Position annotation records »

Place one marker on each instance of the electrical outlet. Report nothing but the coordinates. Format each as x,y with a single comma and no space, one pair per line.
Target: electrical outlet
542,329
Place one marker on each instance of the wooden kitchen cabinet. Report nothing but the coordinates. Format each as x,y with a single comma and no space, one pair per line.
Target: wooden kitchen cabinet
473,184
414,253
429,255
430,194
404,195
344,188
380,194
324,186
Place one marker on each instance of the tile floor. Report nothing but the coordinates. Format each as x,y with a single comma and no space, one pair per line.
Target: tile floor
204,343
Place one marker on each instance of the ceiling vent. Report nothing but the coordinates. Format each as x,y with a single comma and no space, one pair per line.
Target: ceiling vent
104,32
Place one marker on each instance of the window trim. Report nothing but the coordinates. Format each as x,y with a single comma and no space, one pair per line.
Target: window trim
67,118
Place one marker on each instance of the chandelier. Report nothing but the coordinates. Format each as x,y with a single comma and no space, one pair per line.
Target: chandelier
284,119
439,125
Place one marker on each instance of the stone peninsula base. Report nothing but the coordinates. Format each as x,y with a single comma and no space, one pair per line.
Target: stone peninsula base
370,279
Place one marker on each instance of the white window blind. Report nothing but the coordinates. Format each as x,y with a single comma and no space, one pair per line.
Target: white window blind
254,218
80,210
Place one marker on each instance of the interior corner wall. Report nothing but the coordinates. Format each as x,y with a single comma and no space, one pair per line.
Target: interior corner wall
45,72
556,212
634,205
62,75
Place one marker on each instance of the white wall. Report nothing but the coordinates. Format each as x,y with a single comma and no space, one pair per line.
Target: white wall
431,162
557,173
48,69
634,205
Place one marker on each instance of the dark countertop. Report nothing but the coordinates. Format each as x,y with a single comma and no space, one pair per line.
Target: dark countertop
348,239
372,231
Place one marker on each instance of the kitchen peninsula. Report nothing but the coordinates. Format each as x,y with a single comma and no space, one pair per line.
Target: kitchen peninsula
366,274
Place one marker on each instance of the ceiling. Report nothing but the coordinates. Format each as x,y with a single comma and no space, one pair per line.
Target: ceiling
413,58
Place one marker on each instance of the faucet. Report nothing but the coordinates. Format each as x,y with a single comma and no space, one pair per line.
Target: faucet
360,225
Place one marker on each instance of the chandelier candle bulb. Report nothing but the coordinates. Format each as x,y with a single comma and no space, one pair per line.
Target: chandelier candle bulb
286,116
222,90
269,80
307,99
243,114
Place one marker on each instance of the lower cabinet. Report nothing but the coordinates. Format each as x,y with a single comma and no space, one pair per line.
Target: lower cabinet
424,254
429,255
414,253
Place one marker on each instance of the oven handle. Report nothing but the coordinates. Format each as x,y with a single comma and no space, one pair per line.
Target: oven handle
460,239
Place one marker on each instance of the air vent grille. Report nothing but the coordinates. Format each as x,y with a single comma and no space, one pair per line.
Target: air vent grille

What is being asked » Return, word for word, the lines from the one containing "Place one marker on each instance of the oven" through the end of the entries above.

Task result »
Place one marker on each instance of the oven handle. Report nothing but the coordinates. Format each as x,y with a single comma and no space, one pair per line.
Target: oven handle
460,239
Place one marker on each instance of the air vent grille. Report nothing but the coordinates. Format each as x,y with a single comma and no space, one pair per line.
Target: air vent grille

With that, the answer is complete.